Referring expression pointing data:
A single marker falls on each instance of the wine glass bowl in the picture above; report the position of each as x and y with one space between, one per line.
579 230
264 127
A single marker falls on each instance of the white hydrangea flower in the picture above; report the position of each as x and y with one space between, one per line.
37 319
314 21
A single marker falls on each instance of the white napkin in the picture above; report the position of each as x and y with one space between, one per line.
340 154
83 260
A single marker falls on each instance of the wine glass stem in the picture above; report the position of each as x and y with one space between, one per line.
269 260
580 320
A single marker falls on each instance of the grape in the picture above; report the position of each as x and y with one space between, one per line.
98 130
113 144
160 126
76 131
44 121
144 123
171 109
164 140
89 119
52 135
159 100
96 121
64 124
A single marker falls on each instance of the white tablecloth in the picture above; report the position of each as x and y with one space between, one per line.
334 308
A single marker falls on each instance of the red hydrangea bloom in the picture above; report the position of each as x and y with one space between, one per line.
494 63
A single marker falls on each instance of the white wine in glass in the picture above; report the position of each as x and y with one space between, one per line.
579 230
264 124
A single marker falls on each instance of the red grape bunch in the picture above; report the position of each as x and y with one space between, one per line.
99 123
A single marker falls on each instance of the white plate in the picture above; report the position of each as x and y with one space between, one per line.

> **Try it**:
Repeat, exactly and in full, the records shown above.

> **Written solution**:
A single marker falls on each instance of the wine glass bowl in the picture above; report the position of each as x and y with one space between, one per line.
579 230
264 127
A single marker falls on each instance of the white hydrangea flower in the picture above; report the position of each as x and y with one space between, one per line.
37 319
314 21
A single marker falls on each instance of the white napkin in the picture above; report the position of each as x and y with one space between, one per line.
340 154
83 260
A single marker falls on each instance of the wine glass stem in the picture above; report the position of each as x and y with one space between, one per line.
269 260
580 320
A single marker falls on each instance of the grape in the picture above; report the position of each as x and y with one space between, one per line.
98 130
113 144
160 126
76 131
44 121
144 123
171 109
164 140
89 119
52 135
159 100
96 121
64 124
A single marker falls on each instance of the white tablecloth in the picture above; report the position of each as x and y with one space between, one per line.
334 308
A single marker falls on each instance of the red hydrangea bloom in the picture above; report the position of each as x and y with one space between, one per line.
494 63
A single marker falls on each instance of the white wine in glass in the picture above; report the position of each as x and y with one space between, one per line.
579 230
264 124
A single marker falls on each instance of the red grape bunch in the picture above; report the position of each as x and y with one space between, one per line.
99 123
A single marker falls on each instance of the white plate in the picture above; report the position of each as x and y with one space between, one per line.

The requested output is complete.